WORK INSTRUCTION 1:
From the passage below on men and the Atkins diet, list every topic that the passage says participants discuss in the special chat room for men.
WORK INSTRUCTION 2:
Using the passage below on men and the Atkins diet, mark each statement yes or no, and quote the words of the passage that decide it.
(a) The Atkins-inspired Web sites are sponsored by the company.
(b) The poster from Denver says they have lost 60 pounds.
(c) Long-term studies show how well the diet's followers keep the weight off.
WORK INSTRUCTION 3:
Answer these questions from the passage below on men and the Atkins diet.
(a) In the post from Oregon, who were the most supportive once the pounds started falling off?
(b) Where did the Denver poster work right out of high school?
(c) According to the passage, is it known for sure that men as a group are dieting more than they used to?

EXTRACT PROVIDED:
That said, at one of the Atkins-inspired Web sites (which are not sponsored by the company but have sprung up as forums where dieters can discuss their experiences and concerns), there's a special chat room for men where participants discuss their experiences on the diet -- from sexual implications and how it affects weight training to recipes.

Take, for example, Web site chatter from Oregon last month: "I was really self-conscious about [dieting]. I told people at work I was on it (if it came up) but I always added 'Even if I don't lose any weight . . . I feel great.' Then when the pounds started falling off it was the guys who were the most supportive telling me how great I looked and how Atkins was really working."

And another from Denver earlier this summer: "I generally don't like talking about dieting at all. I remember being right out of high school and working at a bank . . . sitting in the lunch room listening to the women talking about all the different diets. . . . They had the various menus memorized. . . . I'm at a point now where I do occasionally brag about it. When I go out to lunch with a customer and they see how I'm ordering and immediately pick it up as Atkins (everyone knows Atkins) I always end up talking about it. [I] make it a point to tell them I'm already 60 lbs down, because NO ONE can argue about success."

Just how long the low-carb landslide will last is anybody's guess. And there aren't any long-term studies to show how successful its dieters are in keeping the weight off. For that matter, we don't know for sure that men as a group are dieting more than they used to, although it certainly looks that way.

RECORDS:
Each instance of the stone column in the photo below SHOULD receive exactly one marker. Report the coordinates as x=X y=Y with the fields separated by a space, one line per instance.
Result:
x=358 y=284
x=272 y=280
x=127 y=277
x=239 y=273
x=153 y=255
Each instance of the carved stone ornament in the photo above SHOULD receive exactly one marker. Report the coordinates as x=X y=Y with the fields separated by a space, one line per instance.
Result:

--

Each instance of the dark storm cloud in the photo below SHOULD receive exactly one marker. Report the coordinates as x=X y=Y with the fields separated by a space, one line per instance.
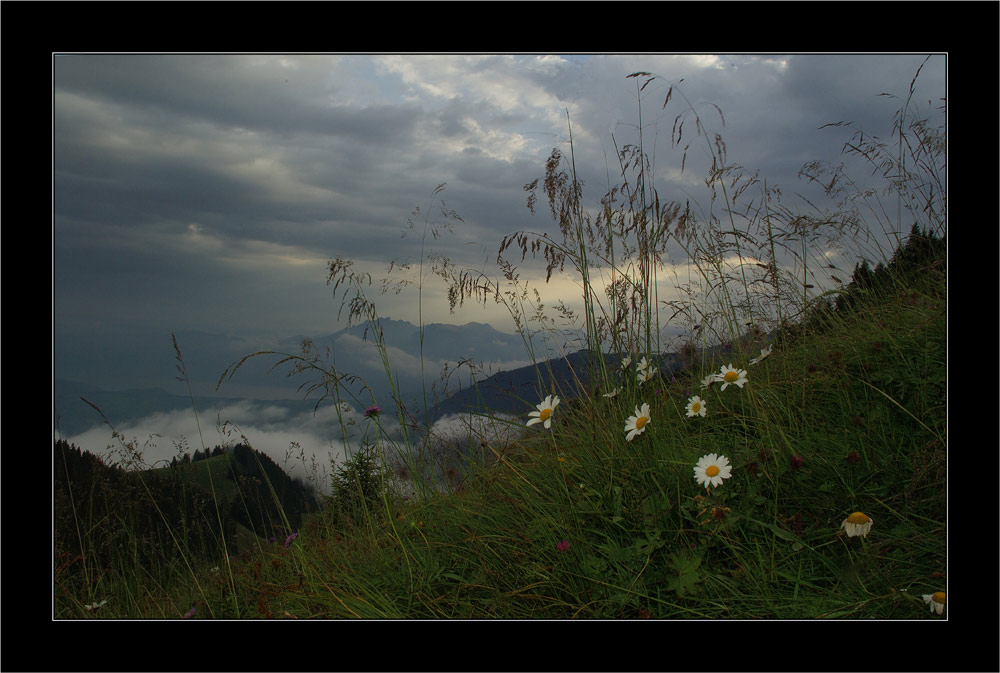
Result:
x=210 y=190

--

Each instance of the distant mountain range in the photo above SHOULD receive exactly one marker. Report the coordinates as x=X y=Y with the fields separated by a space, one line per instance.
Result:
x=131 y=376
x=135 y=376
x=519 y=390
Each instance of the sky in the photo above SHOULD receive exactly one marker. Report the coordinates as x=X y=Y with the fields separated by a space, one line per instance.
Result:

EXERCISE OUTPUT 1:
- Sexual implications
- How the diet affects weight training
- Recipes

EXERCISE OUTPUT 2:
(a) No: "which are not sponsored by the company"
(b) Yes: "I'm already 60 lbs down"
(c) No: "there aren't any long-term studies to show how successful its dieters are in keeping the weight off"

EXERCISE OUTPUT 3:
(a) The guys.
(b) At a bank.
(c) No, although it certainly looks that way.